** START Page excerpt **

The second myth created by the Zionist propaganda is Israel’s claim for being a Western democracy. The common practice among Western political leaders is the tendency to single it out as the exception in a region otherwise lacking in democratic and representative regimes. It is a strange hypocrisy for Israel to claim itself as a Jewish state and a democracy at the same time, when on top of that it was established on the ruins of another people. Unlike many ethnic minorities living in Western societies, the Palestinians in Israel did not immigrate to the new system; rather, the system was imposed on them resulting in the destruction of their society and the disposition of the rest of their people.
Today, the Palestinians in Israel live as second-class citizens in a colonial-apartheid regime that does not lose any opportunity to marginalize, exploit, and manipulate their collective identity and existence according to the needs of the Jewish majority. Although a clear analogy can be made between the Israeli regime and the Apartheid regime of South Africa with regard to the status of the Palestinians in Israel, one must remember that while the entire native population of South Africa remained in their homeland, the native Palestinians have been literally forced into exile leaving a small minority of them behind. To drive the point home, it is suffice to remember the fact that the state of Israel does not have a constitution. As a colonial entity claiming to represent the national aspirations of the world Jewry, the Jewish state in Palestine has been unable to draft a constitution, which would simultaneously define its relationship with its non-Jewish Palestinian citizens and non-citizen Jews, around the world, let alone the Palestinian refugees insisting on their right to return to their homeland.
Instead, Israel has what is called “basic laws”, some of which illustrate the essence of its Apartheid structure. For an exmple, the “law of return” applies only to Jews, according to which any Jewish person all over the world, by religious-ethnic definition, is entitled to immigrate to the state of Israel and acquire its citizenship. The same right is prevented from Palestinian refugees who were expelled from the territory on which Israel was established in 1948.

** END Page excerpt **
** START Dataset entries **

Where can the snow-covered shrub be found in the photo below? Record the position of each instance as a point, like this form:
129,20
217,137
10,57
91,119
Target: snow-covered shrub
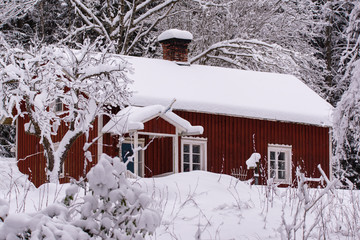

** END Dataset entries **

[Exercise task]
Repeat word for word the part of the passage about Israel's claim to be a democracy that begins with "The second myth" and stops after "of their people.". The entries come from a different source than the text.

[Final answer]
The second myth created by the Zionist propaganda is Israel’s claim for being a Western democracy. The common practice among Western political leaders is the tendency to single it out as the exception in a region otherwise lacking in democratic and representative regimes. It is a strange hypocrisy for Israel to claim itself as a Jewish state and a democracy at the same time, when on top of that it was established on the ruins of another people. Unlike many ethnic minorities living in Western societies, the Palestinians in Israel did not immigrate to the new system; rather, the system was imposed on them resulting in the destruction of their society and the disposition of the rest of their people.